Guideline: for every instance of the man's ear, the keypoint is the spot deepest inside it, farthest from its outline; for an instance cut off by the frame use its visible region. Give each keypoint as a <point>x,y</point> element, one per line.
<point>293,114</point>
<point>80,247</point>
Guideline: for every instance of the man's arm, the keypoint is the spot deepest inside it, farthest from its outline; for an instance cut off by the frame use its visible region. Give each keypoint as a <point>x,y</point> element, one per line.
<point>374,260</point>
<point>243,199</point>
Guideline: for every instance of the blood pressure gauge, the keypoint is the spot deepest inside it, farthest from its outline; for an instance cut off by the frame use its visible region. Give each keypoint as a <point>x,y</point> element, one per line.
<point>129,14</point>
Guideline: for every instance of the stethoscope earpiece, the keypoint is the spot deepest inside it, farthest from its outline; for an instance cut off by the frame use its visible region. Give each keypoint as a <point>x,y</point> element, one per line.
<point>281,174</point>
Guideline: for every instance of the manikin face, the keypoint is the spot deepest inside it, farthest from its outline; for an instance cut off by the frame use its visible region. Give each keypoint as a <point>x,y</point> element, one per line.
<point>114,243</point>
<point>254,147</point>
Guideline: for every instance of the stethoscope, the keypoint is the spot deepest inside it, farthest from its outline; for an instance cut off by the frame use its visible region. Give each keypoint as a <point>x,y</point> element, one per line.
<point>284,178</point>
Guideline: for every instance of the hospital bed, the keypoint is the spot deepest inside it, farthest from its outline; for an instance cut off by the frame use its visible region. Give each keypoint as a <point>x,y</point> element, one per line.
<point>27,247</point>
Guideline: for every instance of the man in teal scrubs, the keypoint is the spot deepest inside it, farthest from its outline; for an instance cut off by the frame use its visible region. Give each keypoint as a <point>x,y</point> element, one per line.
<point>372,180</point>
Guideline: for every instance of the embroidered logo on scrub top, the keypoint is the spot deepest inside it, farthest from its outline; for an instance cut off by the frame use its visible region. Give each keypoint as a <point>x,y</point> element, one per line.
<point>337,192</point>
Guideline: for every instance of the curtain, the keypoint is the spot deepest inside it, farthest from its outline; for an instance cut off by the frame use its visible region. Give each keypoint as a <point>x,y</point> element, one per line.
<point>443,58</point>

_ _ _ _ _ _ _

● **TASK STATEMENT**: Could you write out, exactly as given, the lines from the one holding "Guideline: for every instance of the manikin" through the end of the listing, and nothing else?

● **WRITTEN ANSWER**:
Guideline: for every instance of the manikin face, the keypoint is the spot deepest inside it, farthest from its outline; for an instance cut off by the frame use its visible region. Give each keypoint as a <point>x,y</point> element, one per line.
<point>114,243</point>
<point>254,147</point>
Guideline: for every instance of the stethoscope, the keypoint is the spot deepest inside it, farthest from its outline; for an instance cut off by the frame use its visible region. Give each keypoint as a <point>x,y</point> element, one per line.
<point>284,178</point>
Guideline: for every instance of the hospital bed, the keypoint is the spot deepest inside it, farthest from its outline; for an instance cut off by the frame use its visible region. Give each keypoint as a <point>x,y</point> element, one per line.
<point>27,247</point>
Guideline: for every instance of the man in teal scrubs, the keypoint is the spot deepest inside it, farthest from its outline; for an instance cut off by the frame use its visible region. Give each keypoint as a <point>x,y</point> element, one per line.
<point>372,180</point>
Guideline: for every instance of the embroidered logo on scrub top, the keypoint is the spot deepest inside it, farthest from its outline; for an instance cut off by the frame use its visible region. Give each keypoint as a <point>x,y</point> element, one per line.
<point>337,192</point>
Guideline: for every instance of the curtain, the keypoint is the spot deepest inside it, farthest from its outline; for an instance cut off by the frame use its visible region. Give each keypoint as a <point>x,y</point> element, one per line.
<point>443,58</point>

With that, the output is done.